>> start EXERCISE MATERIAL

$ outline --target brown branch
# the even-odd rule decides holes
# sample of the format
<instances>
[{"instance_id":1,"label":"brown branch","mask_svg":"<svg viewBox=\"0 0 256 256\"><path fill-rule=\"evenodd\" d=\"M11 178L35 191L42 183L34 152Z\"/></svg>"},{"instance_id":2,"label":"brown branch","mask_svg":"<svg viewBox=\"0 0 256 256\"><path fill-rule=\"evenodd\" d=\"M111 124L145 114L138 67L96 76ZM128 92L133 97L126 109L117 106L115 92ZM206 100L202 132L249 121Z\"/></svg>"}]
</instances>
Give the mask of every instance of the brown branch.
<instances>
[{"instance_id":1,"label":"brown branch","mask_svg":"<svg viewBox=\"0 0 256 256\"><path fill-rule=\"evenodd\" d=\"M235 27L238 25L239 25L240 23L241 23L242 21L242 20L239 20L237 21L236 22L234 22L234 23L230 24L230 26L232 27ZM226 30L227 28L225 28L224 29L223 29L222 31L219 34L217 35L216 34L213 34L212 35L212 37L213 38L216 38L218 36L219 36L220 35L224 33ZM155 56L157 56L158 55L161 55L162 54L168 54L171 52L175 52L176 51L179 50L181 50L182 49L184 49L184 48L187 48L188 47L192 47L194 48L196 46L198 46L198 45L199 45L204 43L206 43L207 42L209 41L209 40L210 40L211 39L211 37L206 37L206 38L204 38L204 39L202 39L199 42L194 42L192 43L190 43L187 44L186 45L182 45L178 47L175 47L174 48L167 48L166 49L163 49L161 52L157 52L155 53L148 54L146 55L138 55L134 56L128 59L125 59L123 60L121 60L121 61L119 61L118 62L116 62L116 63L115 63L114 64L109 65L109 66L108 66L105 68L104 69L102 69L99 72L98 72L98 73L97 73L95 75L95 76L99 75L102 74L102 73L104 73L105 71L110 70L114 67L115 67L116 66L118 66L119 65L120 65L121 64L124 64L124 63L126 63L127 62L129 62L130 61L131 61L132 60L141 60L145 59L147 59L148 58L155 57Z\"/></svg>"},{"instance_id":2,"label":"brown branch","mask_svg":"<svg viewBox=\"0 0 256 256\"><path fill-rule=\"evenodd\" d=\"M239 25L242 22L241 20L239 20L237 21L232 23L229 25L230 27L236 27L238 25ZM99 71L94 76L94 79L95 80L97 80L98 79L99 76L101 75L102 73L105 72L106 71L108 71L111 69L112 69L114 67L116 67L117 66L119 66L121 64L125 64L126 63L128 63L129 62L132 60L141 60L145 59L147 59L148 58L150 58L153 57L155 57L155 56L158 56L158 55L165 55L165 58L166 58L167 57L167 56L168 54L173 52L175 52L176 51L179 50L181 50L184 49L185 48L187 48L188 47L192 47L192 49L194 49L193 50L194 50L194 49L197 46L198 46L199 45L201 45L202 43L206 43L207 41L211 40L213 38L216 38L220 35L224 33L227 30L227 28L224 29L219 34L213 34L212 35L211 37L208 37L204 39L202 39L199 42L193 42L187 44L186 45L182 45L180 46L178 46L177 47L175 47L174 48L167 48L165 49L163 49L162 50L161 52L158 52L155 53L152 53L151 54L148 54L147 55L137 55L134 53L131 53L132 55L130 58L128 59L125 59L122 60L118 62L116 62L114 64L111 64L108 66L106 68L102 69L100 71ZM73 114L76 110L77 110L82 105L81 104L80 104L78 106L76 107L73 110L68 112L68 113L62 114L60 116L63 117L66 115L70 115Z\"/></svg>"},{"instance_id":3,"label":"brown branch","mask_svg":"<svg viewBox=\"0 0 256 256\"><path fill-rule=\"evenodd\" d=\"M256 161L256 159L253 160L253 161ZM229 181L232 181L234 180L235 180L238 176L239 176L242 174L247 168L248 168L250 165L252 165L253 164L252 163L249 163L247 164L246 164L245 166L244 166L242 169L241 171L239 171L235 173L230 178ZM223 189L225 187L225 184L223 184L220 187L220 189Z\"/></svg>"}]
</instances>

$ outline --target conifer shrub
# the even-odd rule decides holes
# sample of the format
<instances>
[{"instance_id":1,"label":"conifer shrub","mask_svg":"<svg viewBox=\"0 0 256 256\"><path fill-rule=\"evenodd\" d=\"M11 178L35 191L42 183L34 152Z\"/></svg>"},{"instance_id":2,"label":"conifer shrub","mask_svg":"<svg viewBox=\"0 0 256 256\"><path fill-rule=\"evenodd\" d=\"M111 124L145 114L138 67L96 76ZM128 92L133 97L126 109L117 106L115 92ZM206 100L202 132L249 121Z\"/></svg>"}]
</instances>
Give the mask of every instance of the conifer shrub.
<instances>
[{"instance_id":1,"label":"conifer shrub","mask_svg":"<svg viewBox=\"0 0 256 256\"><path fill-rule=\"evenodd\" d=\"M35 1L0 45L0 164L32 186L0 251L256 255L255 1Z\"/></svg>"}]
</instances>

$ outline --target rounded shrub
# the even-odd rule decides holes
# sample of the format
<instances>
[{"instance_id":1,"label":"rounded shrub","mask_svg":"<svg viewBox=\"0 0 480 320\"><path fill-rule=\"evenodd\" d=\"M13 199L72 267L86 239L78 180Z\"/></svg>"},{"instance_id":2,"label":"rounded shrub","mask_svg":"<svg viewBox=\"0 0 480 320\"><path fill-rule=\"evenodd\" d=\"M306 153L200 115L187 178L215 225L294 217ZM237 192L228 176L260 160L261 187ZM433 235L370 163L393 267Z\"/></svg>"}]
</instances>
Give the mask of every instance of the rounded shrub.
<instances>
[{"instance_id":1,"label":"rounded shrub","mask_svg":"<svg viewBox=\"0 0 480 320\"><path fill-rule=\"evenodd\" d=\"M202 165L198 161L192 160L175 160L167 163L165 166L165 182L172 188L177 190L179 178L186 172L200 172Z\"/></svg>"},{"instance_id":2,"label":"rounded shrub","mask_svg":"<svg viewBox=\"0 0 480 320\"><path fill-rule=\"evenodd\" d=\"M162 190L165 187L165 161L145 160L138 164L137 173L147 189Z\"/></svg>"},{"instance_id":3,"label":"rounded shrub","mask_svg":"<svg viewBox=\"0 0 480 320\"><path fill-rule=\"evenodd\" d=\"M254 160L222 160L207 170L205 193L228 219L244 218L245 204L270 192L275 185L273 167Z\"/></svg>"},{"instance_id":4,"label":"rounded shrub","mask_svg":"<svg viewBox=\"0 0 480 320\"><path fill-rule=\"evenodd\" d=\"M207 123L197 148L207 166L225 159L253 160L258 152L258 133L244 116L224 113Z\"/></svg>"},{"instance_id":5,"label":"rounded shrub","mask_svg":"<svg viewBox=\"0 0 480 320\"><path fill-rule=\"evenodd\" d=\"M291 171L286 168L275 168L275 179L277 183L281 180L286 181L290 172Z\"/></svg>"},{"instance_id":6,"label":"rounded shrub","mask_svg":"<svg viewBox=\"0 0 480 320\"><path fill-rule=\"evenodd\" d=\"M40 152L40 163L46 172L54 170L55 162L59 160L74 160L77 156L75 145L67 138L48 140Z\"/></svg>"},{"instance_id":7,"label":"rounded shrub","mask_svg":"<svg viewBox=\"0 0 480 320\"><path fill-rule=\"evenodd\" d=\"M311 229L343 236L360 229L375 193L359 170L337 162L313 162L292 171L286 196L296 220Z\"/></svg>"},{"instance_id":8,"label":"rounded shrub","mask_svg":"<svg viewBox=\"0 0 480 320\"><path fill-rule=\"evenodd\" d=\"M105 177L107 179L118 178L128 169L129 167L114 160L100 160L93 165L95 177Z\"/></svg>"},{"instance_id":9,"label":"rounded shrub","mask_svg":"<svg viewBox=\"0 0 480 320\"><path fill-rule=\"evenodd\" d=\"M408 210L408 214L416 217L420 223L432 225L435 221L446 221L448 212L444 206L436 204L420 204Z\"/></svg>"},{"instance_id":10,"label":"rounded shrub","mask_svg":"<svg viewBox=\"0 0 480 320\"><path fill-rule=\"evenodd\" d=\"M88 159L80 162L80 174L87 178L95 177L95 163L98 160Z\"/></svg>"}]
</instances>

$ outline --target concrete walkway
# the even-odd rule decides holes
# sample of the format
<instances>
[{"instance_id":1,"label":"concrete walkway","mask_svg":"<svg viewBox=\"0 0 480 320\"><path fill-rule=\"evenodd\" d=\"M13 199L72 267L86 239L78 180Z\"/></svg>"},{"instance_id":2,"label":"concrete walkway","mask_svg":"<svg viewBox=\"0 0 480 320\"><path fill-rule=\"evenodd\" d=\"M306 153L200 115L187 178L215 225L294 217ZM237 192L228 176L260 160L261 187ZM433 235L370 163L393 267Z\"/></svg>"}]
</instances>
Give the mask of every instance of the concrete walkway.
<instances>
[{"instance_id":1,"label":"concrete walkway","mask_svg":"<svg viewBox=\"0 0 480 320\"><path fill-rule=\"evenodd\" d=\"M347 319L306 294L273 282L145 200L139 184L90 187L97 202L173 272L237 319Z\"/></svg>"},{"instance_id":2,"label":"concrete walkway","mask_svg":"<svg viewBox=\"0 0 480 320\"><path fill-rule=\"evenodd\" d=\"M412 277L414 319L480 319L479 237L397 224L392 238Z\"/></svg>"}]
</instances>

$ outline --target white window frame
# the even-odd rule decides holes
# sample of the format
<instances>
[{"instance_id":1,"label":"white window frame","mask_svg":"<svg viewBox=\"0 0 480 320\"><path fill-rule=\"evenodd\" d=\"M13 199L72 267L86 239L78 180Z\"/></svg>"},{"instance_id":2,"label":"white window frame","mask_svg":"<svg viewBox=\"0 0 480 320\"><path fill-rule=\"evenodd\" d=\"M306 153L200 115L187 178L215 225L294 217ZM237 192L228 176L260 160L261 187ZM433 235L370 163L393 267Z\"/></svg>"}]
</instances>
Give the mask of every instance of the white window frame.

>> end EXERCISE MATERIAL

__THE PROBLEM__. Repeat word for word the lines starting at the first one and ending at the line that contains "Give the mask of every instance of the brown", including both ends.

__ANSWER IN FULL__.
$ outline --target brown branch
# the even-odd rule decides holes
# sample of the format
<instances>
[{"instance_id":1,"label":"brown branch","mask_svg":"<svg viewBox=\"0 0 256 256\"><path fill-rule=\"evenodd\" d=\"M11 178L35 191L42 183L34 152Z\"/></svg>"},{"instance_id":2,"label":"brown branch","mask_svg":"<svg viewBox=\"0 0 256 256\"><path fill-rule=\"evenodd\" d=\"M111 124L145 114L138 67L96 76ZM128 92L133 97L126 109L117 106L115 92ZM206 100L202 132L249 121Z\"/></svg>"}]
</instances>
Give the mask of every instance of the brown branch.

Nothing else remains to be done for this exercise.